A data block:
━━━━

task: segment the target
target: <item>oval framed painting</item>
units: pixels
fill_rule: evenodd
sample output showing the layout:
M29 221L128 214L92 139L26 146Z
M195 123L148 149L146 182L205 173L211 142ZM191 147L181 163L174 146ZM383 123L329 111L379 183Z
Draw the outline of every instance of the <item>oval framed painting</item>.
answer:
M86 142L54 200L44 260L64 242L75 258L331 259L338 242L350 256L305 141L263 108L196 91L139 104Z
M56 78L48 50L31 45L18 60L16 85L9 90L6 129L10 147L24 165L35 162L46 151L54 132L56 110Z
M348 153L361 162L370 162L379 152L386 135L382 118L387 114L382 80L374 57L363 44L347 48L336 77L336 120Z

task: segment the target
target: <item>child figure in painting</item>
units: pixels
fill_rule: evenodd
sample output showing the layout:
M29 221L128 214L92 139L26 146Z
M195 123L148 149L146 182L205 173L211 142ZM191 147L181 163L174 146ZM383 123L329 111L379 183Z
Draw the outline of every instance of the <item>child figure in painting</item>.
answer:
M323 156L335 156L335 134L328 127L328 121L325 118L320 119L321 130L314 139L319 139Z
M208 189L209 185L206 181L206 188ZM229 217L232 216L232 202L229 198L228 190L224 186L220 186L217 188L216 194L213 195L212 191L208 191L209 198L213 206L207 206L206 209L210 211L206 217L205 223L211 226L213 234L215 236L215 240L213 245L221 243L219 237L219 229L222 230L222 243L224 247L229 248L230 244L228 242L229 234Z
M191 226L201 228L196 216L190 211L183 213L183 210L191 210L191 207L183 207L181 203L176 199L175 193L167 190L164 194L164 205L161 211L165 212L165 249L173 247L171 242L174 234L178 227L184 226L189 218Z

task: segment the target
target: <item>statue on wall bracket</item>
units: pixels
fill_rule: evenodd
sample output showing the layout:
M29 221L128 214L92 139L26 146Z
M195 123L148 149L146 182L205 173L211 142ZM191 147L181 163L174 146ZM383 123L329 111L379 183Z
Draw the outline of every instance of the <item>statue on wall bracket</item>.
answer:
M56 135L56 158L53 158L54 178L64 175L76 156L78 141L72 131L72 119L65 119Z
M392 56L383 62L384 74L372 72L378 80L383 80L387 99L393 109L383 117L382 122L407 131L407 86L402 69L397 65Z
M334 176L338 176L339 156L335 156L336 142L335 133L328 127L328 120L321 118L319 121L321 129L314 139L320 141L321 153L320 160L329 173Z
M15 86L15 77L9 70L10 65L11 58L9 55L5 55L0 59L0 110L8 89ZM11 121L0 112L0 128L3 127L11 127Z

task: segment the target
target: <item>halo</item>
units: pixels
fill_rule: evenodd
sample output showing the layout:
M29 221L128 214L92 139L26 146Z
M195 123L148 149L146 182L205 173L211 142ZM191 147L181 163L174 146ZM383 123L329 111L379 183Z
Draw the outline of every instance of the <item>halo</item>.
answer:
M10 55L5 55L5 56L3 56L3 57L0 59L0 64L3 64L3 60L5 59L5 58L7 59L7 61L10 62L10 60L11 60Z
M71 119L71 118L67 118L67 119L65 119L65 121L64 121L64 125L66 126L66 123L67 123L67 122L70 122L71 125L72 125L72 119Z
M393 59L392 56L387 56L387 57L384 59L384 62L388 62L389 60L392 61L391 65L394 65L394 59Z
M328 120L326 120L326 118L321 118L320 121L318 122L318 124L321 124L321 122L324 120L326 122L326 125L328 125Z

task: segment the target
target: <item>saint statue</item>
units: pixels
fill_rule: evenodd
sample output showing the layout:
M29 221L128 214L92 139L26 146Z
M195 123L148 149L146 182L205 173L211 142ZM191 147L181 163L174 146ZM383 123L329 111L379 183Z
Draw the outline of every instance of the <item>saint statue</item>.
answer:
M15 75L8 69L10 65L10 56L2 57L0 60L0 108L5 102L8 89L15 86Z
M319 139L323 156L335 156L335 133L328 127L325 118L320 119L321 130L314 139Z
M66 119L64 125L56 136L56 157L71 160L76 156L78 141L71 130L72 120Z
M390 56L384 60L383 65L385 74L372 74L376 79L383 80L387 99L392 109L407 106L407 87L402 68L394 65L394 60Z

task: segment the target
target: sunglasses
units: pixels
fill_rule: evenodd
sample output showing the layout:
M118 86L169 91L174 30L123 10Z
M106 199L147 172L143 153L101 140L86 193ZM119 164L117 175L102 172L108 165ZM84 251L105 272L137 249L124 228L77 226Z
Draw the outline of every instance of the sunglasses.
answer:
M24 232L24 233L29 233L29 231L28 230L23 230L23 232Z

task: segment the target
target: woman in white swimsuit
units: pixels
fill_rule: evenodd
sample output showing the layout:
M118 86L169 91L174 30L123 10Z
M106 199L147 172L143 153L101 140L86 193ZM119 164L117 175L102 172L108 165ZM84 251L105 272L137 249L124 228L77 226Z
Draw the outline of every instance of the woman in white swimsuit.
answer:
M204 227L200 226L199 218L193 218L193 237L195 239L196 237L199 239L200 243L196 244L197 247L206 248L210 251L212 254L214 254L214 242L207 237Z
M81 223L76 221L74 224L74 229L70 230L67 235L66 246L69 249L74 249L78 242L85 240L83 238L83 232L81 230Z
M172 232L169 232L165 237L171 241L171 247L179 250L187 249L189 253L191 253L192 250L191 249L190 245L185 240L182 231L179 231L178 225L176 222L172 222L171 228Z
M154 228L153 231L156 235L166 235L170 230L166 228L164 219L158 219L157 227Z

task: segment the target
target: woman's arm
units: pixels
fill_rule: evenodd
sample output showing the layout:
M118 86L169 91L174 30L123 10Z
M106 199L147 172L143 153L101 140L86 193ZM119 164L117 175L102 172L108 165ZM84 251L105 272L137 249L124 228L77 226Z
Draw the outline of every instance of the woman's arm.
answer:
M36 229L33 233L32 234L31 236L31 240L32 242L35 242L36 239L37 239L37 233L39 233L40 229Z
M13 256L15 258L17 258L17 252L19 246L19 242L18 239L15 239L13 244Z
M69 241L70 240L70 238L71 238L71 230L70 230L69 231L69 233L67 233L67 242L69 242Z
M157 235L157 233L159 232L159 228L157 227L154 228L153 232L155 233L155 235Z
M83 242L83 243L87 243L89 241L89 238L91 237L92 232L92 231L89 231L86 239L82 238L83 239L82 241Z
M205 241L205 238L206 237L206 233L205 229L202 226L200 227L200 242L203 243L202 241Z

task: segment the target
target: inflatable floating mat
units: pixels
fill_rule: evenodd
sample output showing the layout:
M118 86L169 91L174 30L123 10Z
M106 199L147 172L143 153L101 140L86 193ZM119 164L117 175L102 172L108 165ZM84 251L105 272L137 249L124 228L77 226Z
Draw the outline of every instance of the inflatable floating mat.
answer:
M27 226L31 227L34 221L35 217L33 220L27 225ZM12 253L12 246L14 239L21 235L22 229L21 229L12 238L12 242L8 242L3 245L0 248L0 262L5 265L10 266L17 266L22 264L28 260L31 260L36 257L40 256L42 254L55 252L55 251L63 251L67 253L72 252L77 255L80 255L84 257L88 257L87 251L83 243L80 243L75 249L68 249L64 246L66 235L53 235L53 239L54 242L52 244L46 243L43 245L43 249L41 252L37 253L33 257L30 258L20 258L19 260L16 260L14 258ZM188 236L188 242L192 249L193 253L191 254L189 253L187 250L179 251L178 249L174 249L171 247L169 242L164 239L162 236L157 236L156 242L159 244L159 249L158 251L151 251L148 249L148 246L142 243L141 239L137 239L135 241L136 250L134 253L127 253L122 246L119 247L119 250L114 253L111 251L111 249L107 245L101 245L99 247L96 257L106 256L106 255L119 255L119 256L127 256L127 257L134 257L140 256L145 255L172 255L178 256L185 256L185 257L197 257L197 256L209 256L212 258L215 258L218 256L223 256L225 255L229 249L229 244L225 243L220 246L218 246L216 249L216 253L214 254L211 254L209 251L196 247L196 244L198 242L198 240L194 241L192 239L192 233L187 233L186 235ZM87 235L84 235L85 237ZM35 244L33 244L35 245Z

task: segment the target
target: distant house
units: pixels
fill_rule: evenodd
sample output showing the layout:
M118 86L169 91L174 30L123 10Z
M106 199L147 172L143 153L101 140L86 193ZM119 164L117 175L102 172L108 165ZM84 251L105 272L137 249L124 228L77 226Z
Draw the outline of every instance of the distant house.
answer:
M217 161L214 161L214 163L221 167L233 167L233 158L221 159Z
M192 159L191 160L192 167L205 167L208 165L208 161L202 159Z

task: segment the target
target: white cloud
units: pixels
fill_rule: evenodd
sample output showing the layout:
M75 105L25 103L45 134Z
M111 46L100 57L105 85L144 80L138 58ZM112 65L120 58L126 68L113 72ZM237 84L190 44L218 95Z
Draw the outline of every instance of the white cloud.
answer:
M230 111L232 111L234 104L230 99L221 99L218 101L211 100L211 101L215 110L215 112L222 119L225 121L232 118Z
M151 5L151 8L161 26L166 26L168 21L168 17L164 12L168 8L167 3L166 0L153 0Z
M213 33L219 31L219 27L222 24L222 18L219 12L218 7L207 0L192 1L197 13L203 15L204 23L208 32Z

━━━━

Exercise instructions: Format the stretch from the start of the listing through the line containing "M348 153L361 162L370" as a numbered list, including both ends and omitting any blank lines.

Result of the task:
1. task: segment the target
2. target: <item>oval framed painting</item>
3. units: pixels
4. fill_rule: evenodd
5. sample output showing the layout:
6. M29 221L128 214L92 139L26 146Z
7. M195 123L148 149L146 182L205 173L211 142ZM191 147L181 163L174 146ZM383 123L329 111L379 183Z
8. Draw the outline of every instance of the <item>oval framed painting</item>.
9. answer:
10. M86 142L54 200L44 260L64 242L75 258L331 259L338 242L350 256L305 141L263 108L196 91L139 104Z
11. M56 78L48 50L31 45L18 60L16 85L9 90L6 129L10 147L24 165L35 162L46 151L54 132L56 110Z
12. M348 153L361 162L370 162L379 152L386 135L382 118L387 114L382 80L374 57L363 44L347 48L336 77L336 120Z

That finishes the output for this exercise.